BEGIN Source excerpt

Seventeen people were killed today and at least 140 wounded in violent clashes between riot police and protesters in Kyrgyzstan.

Riot police fought running battles with more than 5,000 demonstrators in the capital Bishkek as angry crowds demanded the resignation of President Kumanbek Bakiyev.

Larisa Kachibekova, a spokeswoman for Kyrgyzstan’s Health Ministry, confirmed the casualty figures.

Police fired teargas and stun grenades at stone-throwing protesters. Witnesses described clouds of teargas sweeping across the square outside the presidential offices as bursts of automatic gunfire filled the air.

Opposition groups stormed the state television centre, forcing all programmes off the air, as the confrontation threatened to spiral out of control.

Protesters attempted to ram an armoured vehicle stolen from police through the gates of the presidential administration. Reporters saw demonstrators carrying lifeless bodies away from the area as ambulances raced through the crowds picking up dead and wounded.

Moldomus Kongantiyev, the Interior Minister, was reported to have been killed by protesters in the northwestern city of Talas, where riots first erupted yesterday.

The truth of the report could not be confirmed. The first deputy prime minister, Akylbek Zhaparov, was also said to have been taken hostage after being beaten up.

The protesters were demanding Mr Bakiyev’s resignation five years after the 2005 “Tulip revolution” that brought him to power at the head of a pro-democracy movement in the impoverished Central Asian republic.

Opposition groups accuse him of restoring authoritarian rule in response to public protests against government corruption, nepotism and sharply rising living costs.

Krygyzstan plays a vital role in the war in Afghanistan because the United States uses an air base in Bishkek as a supply line for troop operations against the Taleban. Russia also has a military base in the former Soviet republic.

The US expressed "deep concern" and Russia appealed to all sides for calm. Kyrgyz authorities said that three opposition leaders had been arrested for “serious crimes”, including the former presidential candidate Almazbek Atambayev.

END Source excerpt
BEGIN Supplied material

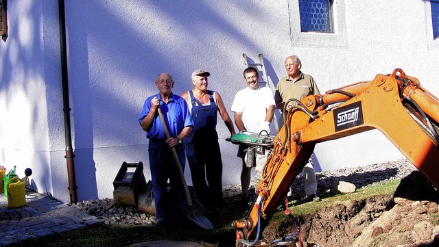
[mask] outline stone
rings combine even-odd
[[[353,193],[356,190],[357,187],[353,183],[338,181],[333,183],[331,192],[333,194],[348,194]]]

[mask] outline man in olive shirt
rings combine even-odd
[[[274,101],[278,109],[283,109],[286,102],[291,99],[301,100],[311,94],[320,94],[314,79],[309,75],[306,75],[300,71],[302,64],[296,55],[289,56],[285,59],[285,69],[287,75],[281,78],[276,86],[274,93]],[[290,101],[285,109],[289,111],[296,105],[294,101]],[[283,125],[283,118],[281,118],[279,125]],[[317,179],[316,171],[313,167],[312,156],[308,164],[305,166],[305,192],[307,199],[313,201],[320,201],[317,196]],[[290,188],[288,196],[291,196],[292,189]]]

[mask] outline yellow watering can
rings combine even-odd
[[[8,181],[8,207],[21,207],[26,205],[25,197],[25,188],[27,177],[32,175],[32,170],[27,168],[25,170],[26,177],[20,179],[18,177],[14,177]]]
[[[0,166],[0,193],[3,192],[4,183],[3,182],[3,179],[5,177],[5,172],[6,172],[6,168],[4,166]]]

END Supplied material

= Set of tasks =
1/ In the Kyrgyzstan report, change "impoverished" to "mountainous" and give everything from "The truth of" down to "rising living costs.".
2/ Answer these questions from the Kyrgyzstan report:
(a) How many demonstrators did riot police fight in Bishkek?
(b) Who was said to have been taken hostage after being beaten up?
(c) Which former presidential candidate was among the arrested opposition leaders?

= Answers for this exercise =
1/
The truth of the report could not be confirmed. The first deputy prime minister, Akylbek Zhaparov, was also said to have been taken hostage after being beaten up.

The protesters were demanding Mr Bakiyev’s resignation five years after the 2005 “Tulip revolution” that brought him to power at the head of a pro-democracy movement in the mountainous Central Asian republic.

Opposition groups accuse him of restoring authoritarian rule in response to public protests against government corruption, nepotism and sharply rising living costs.

2/
(a) More than 5,000.
(b) Akylbek Zhaparov, the first deputy prime minister.
(c) Almazbek Atambayev.